# START OF Material for this task

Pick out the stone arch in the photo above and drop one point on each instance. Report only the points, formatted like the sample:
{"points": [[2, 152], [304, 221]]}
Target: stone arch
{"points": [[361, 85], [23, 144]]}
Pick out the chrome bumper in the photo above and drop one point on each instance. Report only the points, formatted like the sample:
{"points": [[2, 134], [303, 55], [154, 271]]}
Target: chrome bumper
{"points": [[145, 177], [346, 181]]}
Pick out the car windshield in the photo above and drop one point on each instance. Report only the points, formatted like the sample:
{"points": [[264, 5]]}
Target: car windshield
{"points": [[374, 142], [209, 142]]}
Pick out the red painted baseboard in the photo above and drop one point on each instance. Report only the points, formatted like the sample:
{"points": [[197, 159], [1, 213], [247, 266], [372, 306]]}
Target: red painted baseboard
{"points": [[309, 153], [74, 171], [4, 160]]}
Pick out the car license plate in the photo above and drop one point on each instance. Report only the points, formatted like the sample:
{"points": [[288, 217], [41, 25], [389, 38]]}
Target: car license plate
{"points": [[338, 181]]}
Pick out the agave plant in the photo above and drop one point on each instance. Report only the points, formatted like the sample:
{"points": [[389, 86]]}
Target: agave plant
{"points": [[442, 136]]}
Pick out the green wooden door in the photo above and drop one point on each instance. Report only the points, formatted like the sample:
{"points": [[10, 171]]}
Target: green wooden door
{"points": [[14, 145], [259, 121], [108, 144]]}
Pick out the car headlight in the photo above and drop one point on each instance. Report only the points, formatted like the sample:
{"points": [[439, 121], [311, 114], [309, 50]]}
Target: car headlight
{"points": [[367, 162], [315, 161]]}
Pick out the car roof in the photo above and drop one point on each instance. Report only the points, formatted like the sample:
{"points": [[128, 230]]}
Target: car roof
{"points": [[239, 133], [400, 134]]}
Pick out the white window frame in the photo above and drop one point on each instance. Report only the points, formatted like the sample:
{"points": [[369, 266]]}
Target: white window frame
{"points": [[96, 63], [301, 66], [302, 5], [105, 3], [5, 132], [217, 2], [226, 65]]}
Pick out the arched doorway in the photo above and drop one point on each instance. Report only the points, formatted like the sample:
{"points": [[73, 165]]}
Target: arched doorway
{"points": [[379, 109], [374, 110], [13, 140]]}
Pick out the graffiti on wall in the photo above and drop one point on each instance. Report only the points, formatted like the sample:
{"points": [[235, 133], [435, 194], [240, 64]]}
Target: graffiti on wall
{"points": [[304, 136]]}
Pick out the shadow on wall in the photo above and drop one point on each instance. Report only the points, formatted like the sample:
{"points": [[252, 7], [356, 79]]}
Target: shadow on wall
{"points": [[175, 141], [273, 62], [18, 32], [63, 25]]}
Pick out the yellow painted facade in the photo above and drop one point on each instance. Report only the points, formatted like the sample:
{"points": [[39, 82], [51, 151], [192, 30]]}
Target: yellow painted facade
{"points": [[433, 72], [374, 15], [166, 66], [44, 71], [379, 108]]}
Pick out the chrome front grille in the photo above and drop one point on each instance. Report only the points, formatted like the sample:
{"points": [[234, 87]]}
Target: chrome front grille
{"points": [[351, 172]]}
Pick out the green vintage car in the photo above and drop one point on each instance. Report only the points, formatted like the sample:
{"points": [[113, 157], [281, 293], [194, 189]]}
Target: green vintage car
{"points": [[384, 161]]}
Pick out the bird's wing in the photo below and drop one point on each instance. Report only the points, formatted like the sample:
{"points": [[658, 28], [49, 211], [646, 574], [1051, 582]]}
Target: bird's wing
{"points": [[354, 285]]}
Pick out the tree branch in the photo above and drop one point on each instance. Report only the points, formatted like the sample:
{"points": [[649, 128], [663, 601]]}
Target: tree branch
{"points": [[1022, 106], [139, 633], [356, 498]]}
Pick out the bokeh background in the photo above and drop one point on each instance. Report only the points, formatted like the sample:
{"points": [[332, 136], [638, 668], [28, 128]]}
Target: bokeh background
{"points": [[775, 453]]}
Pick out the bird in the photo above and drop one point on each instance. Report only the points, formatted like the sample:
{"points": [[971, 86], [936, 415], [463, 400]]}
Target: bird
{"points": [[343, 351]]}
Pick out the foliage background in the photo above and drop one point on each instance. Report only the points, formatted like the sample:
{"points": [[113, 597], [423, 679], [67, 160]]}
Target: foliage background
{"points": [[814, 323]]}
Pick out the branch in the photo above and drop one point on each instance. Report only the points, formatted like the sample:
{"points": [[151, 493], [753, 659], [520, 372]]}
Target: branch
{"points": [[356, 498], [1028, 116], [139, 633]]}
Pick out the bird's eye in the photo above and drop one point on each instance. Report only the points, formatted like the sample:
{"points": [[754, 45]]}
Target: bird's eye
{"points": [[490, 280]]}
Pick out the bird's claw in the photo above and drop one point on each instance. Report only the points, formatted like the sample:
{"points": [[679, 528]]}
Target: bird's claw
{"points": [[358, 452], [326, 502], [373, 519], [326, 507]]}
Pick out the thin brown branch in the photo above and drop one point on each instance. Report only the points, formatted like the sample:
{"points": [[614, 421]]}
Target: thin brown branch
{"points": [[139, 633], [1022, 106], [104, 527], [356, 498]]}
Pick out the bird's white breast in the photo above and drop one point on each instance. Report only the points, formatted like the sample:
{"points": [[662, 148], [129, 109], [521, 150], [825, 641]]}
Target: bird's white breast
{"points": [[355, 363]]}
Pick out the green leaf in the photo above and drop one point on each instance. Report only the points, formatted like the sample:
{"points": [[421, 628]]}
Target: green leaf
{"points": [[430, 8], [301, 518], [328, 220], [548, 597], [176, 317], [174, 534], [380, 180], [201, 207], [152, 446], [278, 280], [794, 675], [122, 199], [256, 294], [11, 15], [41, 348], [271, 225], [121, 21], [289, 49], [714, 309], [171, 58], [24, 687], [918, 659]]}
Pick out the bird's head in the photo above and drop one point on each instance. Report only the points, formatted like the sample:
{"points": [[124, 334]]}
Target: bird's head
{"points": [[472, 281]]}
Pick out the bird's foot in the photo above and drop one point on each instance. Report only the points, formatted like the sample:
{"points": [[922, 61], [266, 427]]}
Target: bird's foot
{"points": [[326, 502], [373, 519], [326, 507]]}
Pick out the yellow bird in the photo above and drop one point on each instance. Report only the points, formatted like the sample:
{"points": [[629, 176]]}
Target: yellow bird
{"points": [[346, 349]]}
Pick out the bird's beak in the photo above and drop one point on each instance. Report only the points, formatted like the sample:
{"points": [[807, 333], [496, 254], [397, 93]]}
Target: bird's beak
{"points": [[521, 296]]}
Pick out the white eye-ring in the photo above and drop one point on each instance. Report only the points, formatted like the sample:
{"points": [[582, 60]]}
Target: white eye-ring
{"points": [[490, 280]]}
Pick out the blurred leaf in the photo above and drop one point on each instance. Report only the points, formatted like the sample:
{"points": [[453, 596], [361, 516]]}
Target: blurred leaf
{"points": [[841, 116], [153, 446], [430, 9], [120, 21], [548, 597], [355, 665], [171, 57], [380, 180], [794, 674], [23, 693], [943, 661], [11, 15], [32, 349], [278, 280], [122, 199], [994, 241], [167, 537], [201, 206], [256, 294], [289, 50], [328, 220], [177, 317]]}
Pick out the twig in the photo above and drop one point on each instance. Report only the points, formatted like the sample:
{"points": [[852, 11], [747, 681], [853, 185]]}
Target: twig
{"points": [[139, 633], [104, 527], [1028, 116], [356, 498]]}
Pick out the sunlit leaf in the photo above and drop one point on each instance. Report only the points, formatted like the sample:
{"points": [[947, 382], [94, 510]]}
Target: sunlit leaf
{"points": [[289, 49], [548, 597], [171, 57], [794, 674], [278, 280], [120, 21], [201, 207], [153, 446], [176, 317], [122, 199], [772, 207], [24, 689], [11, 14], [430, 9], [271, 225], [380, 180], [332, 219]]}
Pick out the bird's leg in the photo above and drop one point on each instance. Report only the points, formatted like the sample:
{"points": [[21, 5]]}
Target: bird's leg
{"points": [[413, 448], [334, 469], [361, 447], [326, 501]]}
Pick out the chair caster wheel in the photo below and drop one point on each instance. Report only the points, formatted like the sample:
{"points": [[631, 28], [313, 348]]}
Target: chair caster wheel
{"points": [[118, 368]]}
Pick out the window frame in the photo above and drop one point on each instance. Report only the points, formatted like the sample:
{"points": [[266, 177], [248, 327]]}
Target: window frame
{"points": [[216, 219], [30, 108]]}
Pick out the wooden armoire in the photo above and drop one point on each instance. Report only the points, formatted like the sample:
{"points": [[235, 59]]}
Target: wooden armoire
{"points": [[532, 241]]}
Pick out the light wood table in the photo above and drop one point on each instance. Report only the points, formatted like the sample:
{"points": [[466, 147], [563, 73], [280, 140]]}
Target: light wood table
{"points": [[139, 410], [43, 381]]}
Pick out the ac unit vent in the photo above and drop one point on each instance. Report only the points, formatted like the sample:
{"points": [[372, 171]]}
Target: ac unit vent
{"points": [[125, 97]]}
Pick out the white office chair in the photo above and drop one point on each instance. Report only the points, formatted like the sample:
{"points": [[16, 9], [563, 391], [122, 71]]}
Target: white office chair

# END OF Material for this task

(Task to carry out): Only the lines from the one holding "Pick out the bird's leg" through the end of the listing should be given again, exactly and with both ends included.

(Task solution):
Pick out the bird's leg in the photo above and drop one point on each instance. Report only the points, formatted like the sample:
{"points": [[21, 5]]}
Target: bird's leg
{"points": [[413, 448], [334, 469], [361, 447], [326, 501]]}
Pick out the chair caster wheel in the photo below and drop one point on each instance. Report only the points, formatted like the sample:
{"points": [[631, 28], [313, 348]]}
Target: chair caster wheel
{"points": [[118, 368]]}
Pick out the window frame in the photo above and drop one point on each instance. Report only the points, formatted like the sample:
{"points": [[266, 177], [248, 327]]}
Target: window frame
{"points": [[216, 219], [30, 108]]}
Pick out the wooden armoire in the photo above and drop one point on each instance. Report only the points, formatted like the sample:
{"points": [[235, 59]]}
Target: wooden armoire
{"points": [[532, 241]]}
Pick out the light wood table in the photo above and drop one point on each instance. Report only the points, formatted like the sample:
{"points": [[466, 147], [563, 73], [280, 140]]}
Target: light wood table
{"points": [[139, 410], [43, 381]]}
Pick out the ac unit vent in the photo above and drop one point on each instance. Report only the points, formatted like the sample:
{"points": [[372, 171]]}
Target: ac unit vent
{"points": [[125, 97]]}
Pick out the white office chair in the photo above and drop one point on each instance. Report only the points, formatted like the sample:
{"points": [[16, 9], [563, 391], [122, 71]]}
Target: white office chair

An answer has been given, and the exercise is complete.